# Items
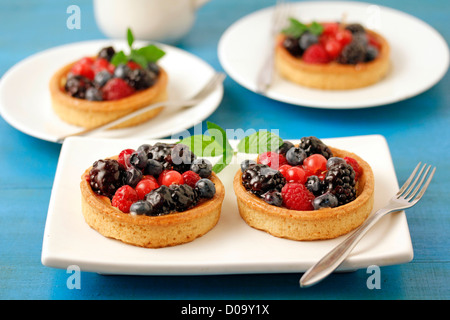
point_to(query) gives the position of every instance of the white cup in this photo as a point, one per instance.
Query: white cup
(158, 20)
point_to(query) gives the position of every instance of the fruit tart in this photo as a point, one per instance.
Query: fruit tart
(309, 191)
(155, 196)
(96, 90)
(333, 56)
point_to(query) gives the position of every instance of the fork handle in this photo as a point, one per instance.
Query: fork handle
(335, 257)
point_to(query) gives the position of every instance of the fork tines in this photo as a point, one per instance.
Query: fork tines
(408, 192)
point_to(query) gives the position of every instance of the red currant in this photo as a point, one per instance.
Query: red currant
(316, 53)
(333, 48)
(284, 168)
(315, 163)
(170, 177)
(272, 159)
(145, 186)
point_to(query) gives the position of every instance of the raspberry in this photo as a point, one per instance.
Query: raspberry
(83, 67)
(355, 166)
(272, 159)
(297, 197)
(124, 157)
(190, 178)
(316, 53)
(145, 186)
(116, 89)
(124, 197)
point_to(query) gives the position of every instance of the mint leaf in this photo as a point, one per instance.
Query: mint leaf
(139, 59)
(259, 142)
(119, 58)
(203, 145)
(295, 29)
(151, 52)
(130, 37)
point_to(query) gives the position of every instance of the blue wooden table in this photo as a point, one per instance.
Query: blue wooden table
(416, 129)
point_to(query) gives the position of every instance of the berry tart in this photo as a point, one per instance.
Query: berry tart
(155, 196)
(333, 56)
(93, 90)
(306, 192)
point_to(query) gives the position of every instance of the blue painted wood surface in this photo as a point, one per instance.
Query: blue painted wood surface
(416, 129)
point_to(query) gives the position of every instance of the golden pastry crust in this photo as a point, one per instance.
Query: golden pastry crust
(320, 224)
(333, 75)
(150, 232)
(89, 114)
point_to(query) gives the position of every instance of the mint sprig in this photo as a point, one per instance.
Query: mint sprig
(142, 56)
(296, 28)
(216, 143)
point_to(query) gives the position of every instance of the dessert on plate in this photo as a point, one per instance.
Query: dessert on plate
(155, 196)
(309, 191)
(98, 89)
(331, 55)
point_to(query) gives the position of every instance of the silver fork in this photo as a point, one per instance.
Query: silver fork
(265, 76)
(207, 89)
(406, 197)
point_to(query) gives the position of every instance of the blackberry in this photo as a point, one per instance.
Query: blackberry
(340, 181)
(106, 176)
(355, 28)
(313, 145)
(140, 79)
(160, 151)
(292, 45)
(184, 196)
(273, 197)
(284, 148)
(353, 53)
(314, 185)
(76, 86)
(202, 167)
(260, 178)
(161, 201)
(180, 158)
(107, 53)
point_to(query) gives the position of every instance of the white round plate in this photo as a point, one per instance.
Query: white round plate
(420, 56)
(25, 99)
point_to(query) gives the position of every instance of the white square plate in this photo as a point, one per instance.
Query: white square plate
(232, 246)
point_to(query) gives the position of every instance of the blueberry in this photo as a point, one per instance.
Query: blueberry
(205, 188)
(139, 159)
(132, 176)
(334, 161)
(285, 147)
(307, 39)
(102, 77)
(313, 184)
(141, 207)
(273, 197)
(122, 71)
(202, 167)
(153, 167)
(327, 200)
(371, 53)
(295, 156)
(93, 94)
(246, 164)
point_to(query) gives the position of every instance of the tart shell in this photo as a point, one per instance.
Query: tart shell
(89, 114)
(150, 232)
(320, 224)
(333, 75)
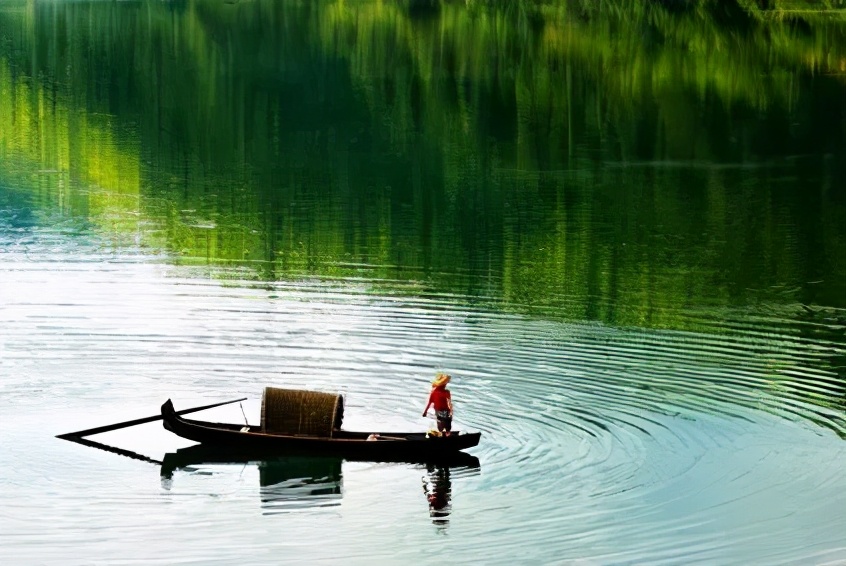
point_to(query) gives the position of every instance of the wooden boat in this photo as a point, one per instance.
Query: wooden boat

# Exercise task
Please rewrite all of the data above as a numbered list, leaving out any blank lines. Omit the pictures from your answer.

# Finished answer
1. point_to(query) gives the position of every instance of the white cup in this photo as a point, one per instance.
2. Query: white cup
3. (158, 20)
4. point_to(query) gives the position of every instance of the fruit tart in this photo as a point, one per instance.
5. Query: fruit tart
6. (309, 191)
7. (155, 196)
8. (96, 90)
9. (333, 56)
10. point_to(query) gives the position of every instance of the fork handle in this photo as a point, one per instance.
11. Query: fork handle
12. (335, 257)
13. point_to(query) gives the position of every instance of the fork tines in this photo as a point, one per instance.
14. Query: fork tines
15. (408, 192)
16. point_to(query) gives the position of every instance of the red currant in this photo as a point, one per instance.
17. Query: red currant
18. (316, 53)
19. (333, 48)
20. (284, 168)
21. (315, 163)
22. (170, 177)
23. (272, 159)
24. (145, 186)
25. point_to(query) gives the position of every instance of the raspberry in this photo as a point, one per instance.
26. Query: raspberry
27. (83, 67)
28. (355, 166)
29. (272, 159)
30. (297, 197)
31. (124, 157)
32. (190, 178)
33. (316, 53)
34. (145, 186)
35. (116, 89)
36. (124, 197)
37. point_to(query) gives the position of every instance of the mint leaf in this photo as a point, one per instance.
38. Query: mint leaf
39. (139, 59)
40. (259, 142)
41. (119, 58)
42. (203, 145)
43. (295, 29)
44. (151, 52)
45. (130, 37)
46. point_to(query) gives the position of every instance of the blue wooden table in this photo as a point, one per instance.
47. Query: blue wooden table
48. (416, 129)
49. point_to(query) gives the position of every instance of the berry tart in this photo as a point, one per instance.
50. Query: berry tart
51. (155, 196)
52. (333, 56)
53. (93, 90)
54. (306, 192)
55. point_to(query) gives the position of every instance of the blue painted wood surface in this photo as a point, one per instance.
56. Query: blue painted wood surface
57. (416, 129)
58. point_to(query) gives the position of every instance of the golden pastry crust in this photo as a point, one per instance.
59. Query: golden pastry crust
60. (320, 224)
61. (333, 75)
62. (150, 232)
63. (89, 114)
64. point_to(query) gives the position of every instance of the mint sprig in this photo as a point, one per instance.
65. Query: mint sprig
66. (142, 56)
67. (296, 28)
68. (216, 143)
69. point_to(query) gives the position of every instance of the dessert on plate in this photo as a point, one per instance.
70. Query: dessert on plate
71. (155, 196)
72. (309, 191)
73. (98, 89)
74. (331, 55)
75. point_to(query) gives the position of every instance of the silver fork in this photo as a point, one per instance.
76. Query: silver fork
77. (265, 76)
78. (207, 89)
79. (406, 197)
80. point_to(query) gives the position of every instance of the blackberry in this photo as a point, one per instance.
81. Query: blackberry
82. (340, 181)
83. (106, 176)
84. (355, 28)
85. (313, 145)
86. (140, 79)
87. (160, 151)
88. (292, 45)
89. (184, 196)
90. (273, 197)
91. (284, 148)
92. (353, 53)
93. (314, 185)
94. (76, 86)
95. (202, 167)
96. (260, 178)
97. (161, 201)
98. (180, 158)
99. (107, 53)
100. point_to(query) gives the position of every instance of the white round plate in this photo as a point, one per instance.
101. Query: white round plate
102. (420, 56)
103. (25, 99)
104. point_to(query) gives the position of every instance of the white square plate in this photo as a point, one per instance.
105. Query: white square plate
106. (232, 246)
107. point_to(query) gives the position of every instance of the blueberry in this photo as a point, one per instance.
108. Query: blueberry
109. (205, 188)
110. (139, 159)
111. (132, 176)
112. (334, 161)
113. (285, 147)
114. (307, 39)
115. (102, 77)
116. (313, 184)
117. (141, 207)
118. (273, 197)
119. (122, 71)
120. (202, 167)
121. (153, 167)
122. (327, 200)
123. (371, 53)
124. (295, 156)
125. (93, 94)
126. (246, 164)
127. point_to(query) gives the position of every instance of the tart shell in this photo as a point, one per instance.
128. Query: tart shell
129. (89, 114)
130. (150, 232)
131. (320, 224)
132. (333, 75)
133. point_to(query) gives the position of every instance of the wooden boat in this photo as a point, one per instance.
134. Query: wooden boat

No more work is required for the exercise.